> [To do]: Without the images, output each record below as it stands.
********
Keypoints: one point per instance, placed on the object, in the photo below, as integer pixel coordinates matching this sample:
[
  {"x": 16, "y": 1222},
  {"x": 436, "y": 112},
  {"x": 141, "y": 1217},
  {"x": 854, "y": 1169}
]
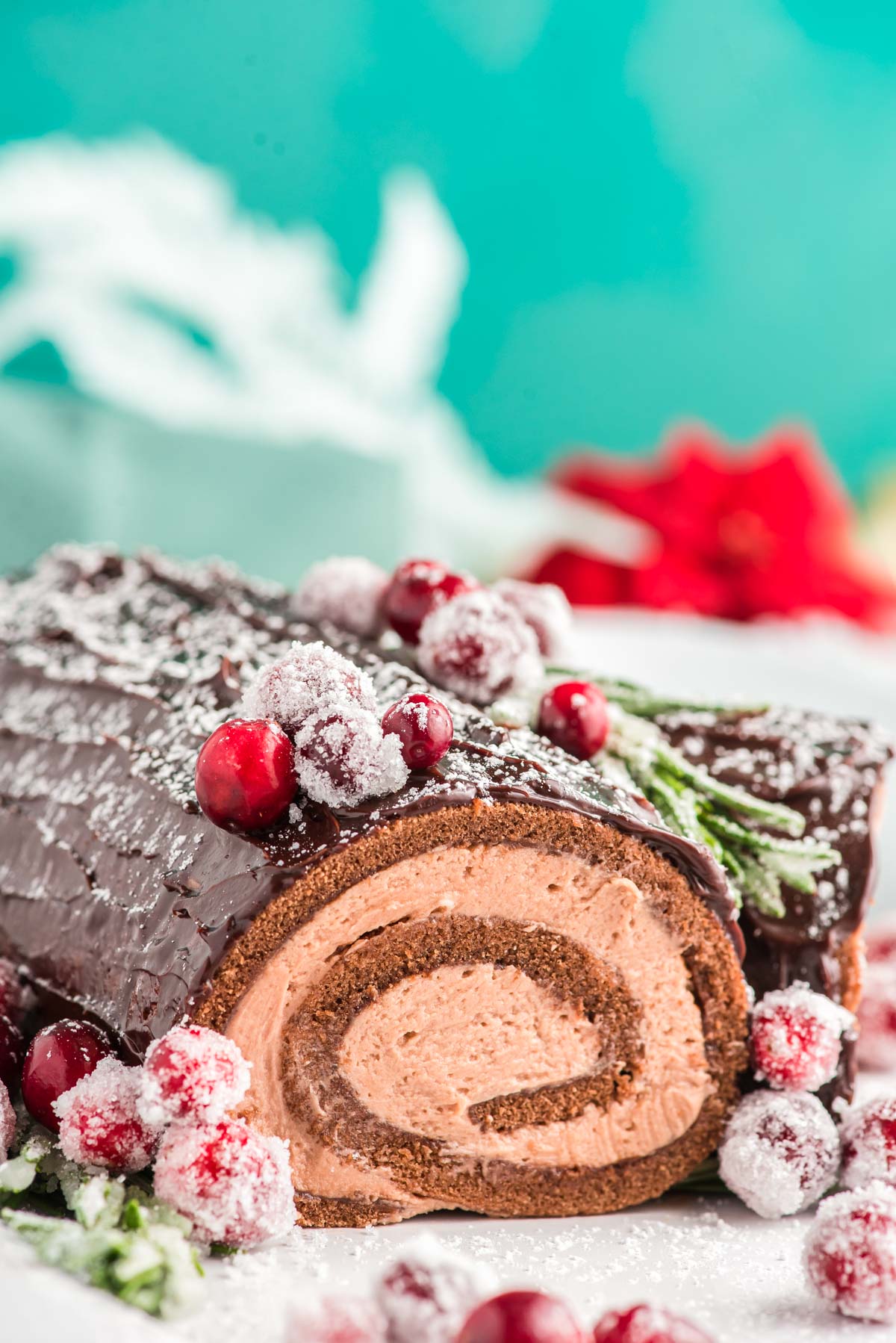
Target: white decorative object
[{"x": 167, "y": 301}]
********
> [Response to the task]:
Keypoints: one point per instance, placed on the object, in the photo below, as integer pixel coordinates matching this sample:
[
  {"x": 16, "y": 1222},
  {"x": 436, "y": 112},
  {"x": 141, "y": 1217},
  {"x": 854, "y": 1169}
]
Target: white decorative object
[{"x": 167, "y": 301}]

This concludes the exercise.